** Brief **
Extend the news report on the GST Council's relief measures for taxpayers, beginning immediately after its final sentence.

** Source text **
####################

As part of trade facilitation measures, the Council approved an amnesty scheme to provide relief to taxpayers regarding late fee for pending returns….reports Asian Lite News

The 43rd meeting of the GST Council on Friday continued to extend relief to taxpayers, particularly small taxpayers, who are worst-affected in the second wave of Covid pandemic sweeping the country.

As part of trade facilitation measures, the Council approved an amnesty scheme to provide relief to taxpayers regarding late fee for pending returns.

It has been decided that late fee on returns to filed in form GSTR-3B for tax periods from July 2017 to April 2021 will be capped to a maximum of Rs 500 (Rs 250 each for CGST & SGST) per return for taxpayers, who did not have any tax liability for the said tax periods. Also, late fee has been capped to a maximum of Rs 1,000 (Rs 500 each for CGST & SGST) per return for other taxpayers.

The reduced rate of late fee would apply if GSTR-3B returns for these tax periods are furnished between June 1 and August 31, a Finance Ministry statement said.

In addition, to reduce burden of late fee on smaller taxpayers, the upper cap of late fee has been rationalised by the Council to align late fee with tax liability/turnover of the taxpayers.

Further, in addition to the relief measures already provided to the taxpayers following measures announced on May 1, the council decided that for small taxpayers (aggregate turnover upto Rs 5 crore), with regard to their March and April 2021 tax periods, no interest rate will be charged for first 15 days from the due date of furnishing the return in FORM GSTR-3B or filing of PMT-06 Challan, a reduced rate of 9 per cent thereafter for further 45 days and 30 days for March 2021 and April 2021, respectively.

####################

Data entries

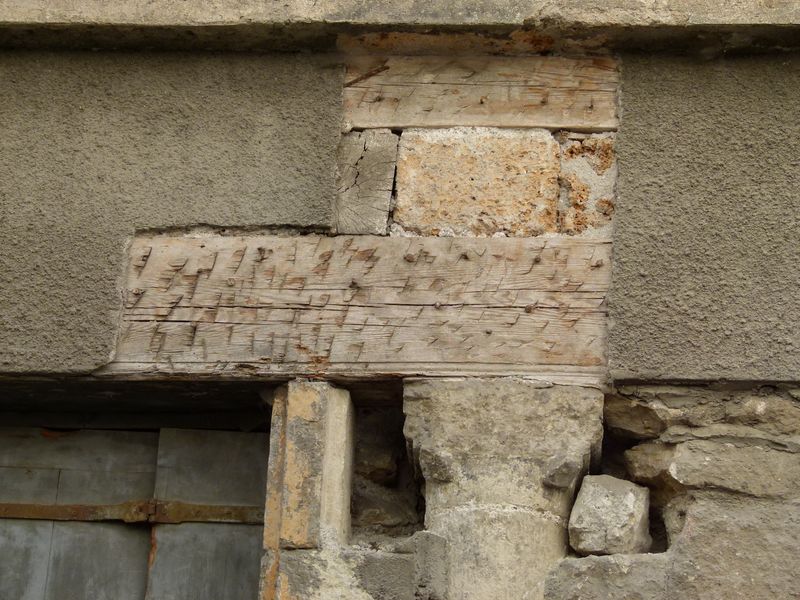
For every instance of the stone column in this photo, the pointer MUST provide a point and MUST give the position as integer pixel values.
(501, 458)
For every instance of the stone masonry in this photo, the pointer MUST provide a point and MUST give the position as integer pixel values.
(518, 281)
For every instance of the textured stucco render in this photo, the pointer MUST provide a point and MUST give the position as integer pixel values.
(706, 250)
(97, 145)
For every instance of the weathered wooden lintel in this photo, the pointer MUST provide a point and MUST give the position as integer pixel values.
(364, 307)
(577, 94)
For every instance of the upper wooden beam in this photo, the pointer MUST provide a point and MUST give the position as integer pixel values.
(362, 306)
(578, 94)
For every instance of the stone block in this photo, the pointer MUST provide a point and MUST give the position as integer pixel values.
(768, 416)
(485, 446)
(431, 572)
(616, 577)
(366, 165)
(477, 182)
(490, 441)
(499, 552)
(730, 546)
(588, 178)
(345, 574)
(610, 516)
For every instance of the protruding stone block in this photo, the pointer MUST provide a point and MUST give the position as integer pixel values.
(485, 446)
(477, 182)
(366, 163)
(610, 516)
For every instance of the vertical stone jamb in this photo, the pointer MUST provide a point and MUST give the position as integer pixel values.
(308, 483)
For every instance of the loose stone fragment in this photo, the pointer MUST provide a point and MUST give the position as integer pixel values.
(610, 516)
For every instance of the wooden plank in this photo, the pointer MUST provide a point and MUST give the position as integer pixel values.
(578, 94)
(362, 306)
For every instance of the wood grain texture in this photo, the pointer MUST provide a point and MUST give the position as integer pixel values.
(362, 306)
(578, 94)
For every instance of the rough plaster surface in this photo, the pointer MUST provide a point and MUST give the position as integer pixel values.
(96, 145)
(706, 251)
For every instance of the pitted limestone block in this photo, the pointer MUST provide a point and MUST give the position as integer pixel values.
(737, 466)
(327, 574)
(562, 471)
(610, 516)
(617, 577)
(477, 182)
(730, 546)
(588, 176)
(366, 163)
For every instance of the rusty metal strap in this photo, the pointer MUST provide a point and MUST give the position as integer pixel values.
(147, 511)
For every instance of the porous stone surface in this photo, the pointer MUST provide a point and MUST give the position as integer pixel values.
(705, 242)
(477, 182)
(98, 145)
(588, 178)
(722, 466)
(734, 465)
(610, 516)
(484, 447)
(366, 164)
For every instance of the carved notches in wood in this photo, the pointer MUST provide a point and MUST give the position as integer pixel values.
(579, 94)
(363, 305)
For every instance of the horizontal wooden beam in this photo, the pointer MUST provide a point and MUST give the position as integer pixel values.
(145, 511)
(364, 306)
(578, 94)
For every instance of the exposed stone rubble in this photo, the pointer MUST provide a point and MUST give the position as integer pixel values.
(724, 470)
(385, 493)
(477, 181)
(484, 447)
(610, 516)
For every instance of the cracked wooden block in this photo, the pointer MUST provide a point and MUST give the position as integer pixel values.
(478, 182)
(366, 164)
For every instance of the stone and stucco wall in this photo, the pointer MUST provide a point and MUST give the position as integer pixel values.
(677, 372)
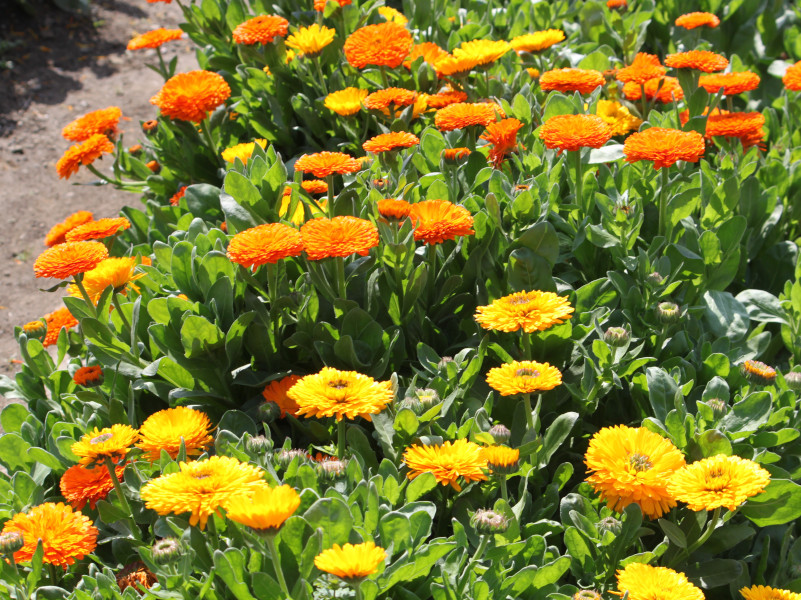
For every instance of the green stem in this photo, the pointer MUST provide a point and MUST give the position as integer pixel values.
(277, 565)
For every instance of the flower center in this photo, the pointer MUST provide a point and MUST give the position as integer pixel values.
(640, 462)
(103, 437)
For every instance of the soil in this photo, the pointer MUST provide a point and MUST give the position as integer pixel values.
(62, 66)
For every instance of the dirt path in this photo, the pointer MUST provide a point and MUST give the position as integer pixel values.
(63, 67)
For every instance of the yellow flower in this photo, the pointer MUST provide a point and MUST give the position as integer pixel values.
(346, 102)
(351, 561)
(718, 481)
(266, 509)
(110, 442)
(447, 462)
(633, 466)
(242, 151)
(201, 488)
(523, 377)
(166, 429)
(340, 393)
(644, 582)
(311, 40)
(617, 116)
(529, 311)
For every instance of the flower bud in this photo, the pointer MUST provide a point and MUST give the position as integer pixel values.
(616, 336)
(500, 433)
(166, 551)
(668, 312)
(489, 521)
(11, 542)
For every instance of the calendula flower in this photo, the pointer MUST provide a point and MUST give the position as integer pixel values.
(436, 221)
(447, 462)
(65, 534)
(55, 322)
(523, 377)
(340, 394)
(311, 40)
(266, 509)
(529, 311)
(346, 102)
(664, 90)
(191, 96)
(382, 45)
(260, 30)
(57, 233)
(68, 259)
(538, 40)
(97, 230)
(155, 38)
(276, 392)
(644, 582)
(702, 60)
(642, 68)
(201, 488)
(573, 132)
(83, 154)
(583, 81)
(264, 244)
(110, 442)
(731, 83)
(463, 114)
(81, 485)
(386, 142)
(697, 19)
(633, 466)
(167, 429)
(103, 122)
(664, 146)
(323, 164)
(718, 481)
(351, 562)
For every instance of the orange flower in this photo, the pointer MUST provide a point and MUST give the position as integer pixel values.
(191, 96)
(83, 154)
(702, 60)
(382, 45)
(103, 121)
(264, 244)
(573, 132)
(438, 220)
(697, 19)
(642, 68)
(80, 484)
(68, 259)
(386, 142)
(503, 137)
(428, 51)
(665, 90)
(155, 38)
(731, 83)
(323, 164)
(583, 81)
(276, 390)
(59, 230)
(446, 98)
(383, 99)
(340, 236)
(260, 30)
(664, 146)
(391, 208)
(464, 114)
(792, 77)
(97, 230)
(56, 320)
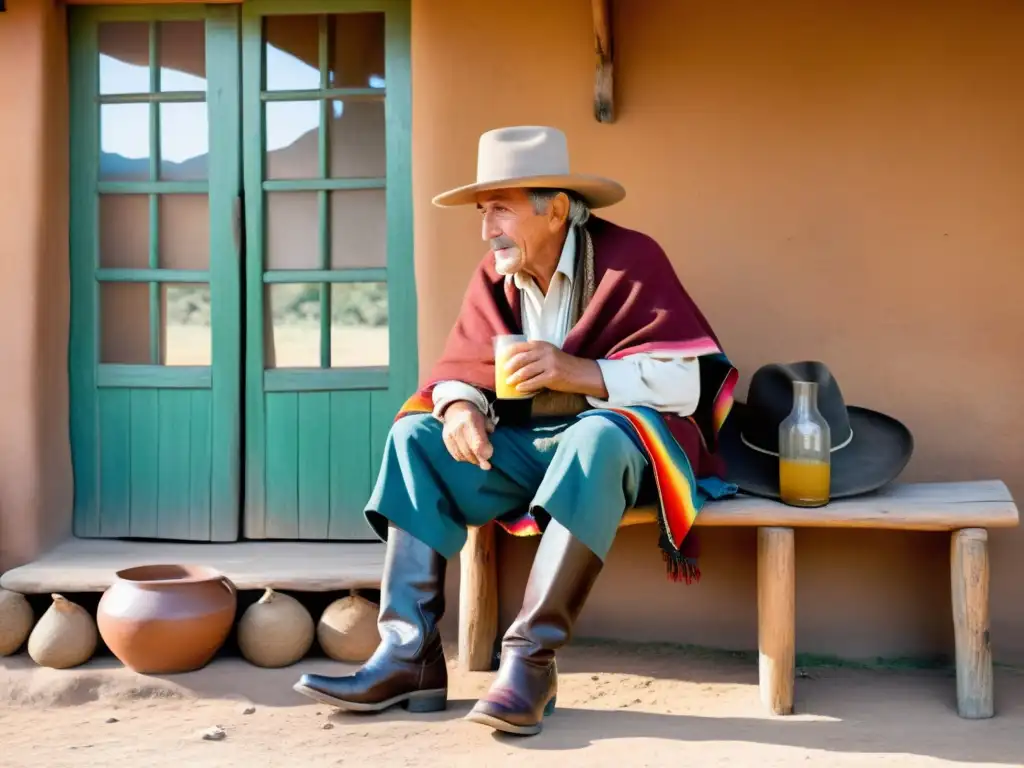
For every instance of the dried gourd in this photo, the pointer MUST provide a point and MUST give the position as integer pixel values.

####################

** Result below **
For large taxpayers (aggregate turnover more than Rs 5 crore), a lower rate of interest at 9 per cent for first 15 days after the due date of filing return in form GSTR-3B for the tax period May 2021 will be charged. Also, there will be a waiver of late fee for delay in furnishing returns in form GSTR-3B for the tax period May 2021 for 15 days from the due date of furnishing it.

In addition to these compliance measures, the Council also extended certain other Covid-19 related relaxations including extension of due date of filing GSTR-1/IFF for May 2021 by 15 days, extension of due date of filing GSTR-4 for FY 2020-21 to July 31, 2021, and allowing filing of returns by companies using Electronic Verification Code (EVC), instead of Digital Signature Certificate (DSC) till August 31, 2021.